- **Task instructions**
The answer is the line with "Each instance of the dog's head" and every line after it to the end of the listing, retyped exactly. Pictures do not belong in it.
+===+
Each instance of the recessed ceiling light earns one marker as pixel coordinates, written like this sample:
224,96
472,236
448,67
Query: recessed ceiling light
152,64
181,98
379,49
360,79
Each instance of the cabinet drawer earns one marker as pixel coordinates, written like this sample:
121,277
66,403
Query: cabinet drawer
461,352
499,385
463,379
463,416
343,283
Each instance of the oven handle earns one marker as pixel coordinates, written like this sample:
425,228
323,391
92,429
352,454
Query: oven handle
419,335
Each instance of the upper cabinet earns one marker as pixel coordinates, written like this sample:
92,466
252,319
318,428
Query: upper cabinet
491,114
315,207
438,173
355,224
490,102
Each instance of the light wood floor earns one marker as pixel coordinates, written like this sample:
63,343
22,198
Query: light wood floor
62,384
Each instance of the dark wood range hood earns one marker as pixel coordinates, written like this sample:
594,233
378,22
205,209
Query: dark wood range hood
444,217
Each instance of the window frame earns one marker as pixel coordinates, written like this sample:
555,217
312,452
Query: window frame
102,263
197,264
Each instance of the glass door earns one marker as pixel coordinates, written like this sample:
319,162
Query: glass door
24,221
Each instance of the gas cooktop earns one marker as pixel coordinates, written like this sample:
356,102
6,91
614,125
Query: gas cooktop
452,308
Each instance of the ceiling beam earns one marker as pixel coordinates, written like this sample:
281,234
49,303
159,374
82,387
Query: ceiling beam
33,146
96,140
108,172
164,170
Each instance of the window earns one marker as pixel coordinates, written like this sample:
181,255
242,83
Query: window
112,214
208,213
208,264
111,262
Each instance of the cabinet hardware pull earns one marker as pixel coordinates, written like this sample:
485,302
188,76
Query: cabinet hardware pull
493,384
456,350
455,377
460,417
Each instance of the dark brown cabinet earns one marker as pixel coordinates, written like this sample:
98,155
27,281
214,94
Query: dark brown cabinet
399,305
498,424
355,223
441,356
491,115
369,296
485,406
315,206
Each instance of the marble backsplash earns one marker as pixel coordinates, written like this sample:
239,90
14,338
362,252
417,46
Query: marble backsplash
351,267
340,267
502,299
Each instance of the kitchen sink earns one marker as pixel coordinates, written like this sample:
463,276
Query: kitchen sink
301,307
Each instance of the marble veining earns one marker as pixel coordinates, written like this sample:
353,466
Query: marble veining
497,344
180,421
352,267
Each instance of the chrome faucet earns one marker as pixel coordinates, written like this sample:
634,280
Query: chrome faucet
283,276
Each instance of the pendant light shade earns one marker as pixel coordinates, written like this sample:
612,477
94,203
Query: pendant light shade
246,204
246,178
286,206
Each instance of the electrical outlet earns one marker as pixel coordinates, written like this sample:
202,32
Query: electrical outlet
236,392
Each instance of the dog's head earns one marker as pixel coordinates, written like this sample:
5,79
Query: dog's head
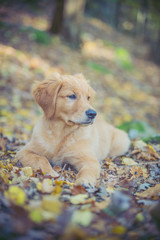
67,98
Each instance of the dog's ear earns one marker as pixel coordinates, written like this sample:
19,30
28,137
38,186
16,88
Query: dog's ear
92,94
45,94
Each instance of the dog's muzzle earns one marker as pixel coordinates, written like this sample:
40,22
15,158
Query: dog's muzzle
91,114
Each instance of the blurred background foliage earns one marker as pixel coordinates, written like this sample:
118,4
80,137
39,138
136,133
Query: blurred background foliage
114,43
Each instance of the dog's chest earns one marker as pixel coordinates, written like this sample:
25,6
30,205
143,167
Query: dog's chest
56,148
+===+
- **Full response**
Each instance of the dog's head earns one marker as pixel coordinates, written like this sample:
5,79
Query: dog's head
67,98
Each instance of the dog's ear earns one marker as pixel coordinates, written like this sample:
19,30
28,137
38,186
16,88
Query: dog's ear
92,94
45,94
Each instance of the dog's muzzle earns one marker as pixel coordinates, written like this sample:
40,22
15,158
Query: dog's muzzle
91,114
Each instance of the blurred background foliage earns one marker as pixel coordinates, written like this sample:
118,4
80,137
39,138
136,133
Query: blurred background foliage
114,43
Each instance of the dog's chest earns one marker as pixel coordinates, written like this sample:
25,6
30,205
143,167
Query: dog's chest
56,148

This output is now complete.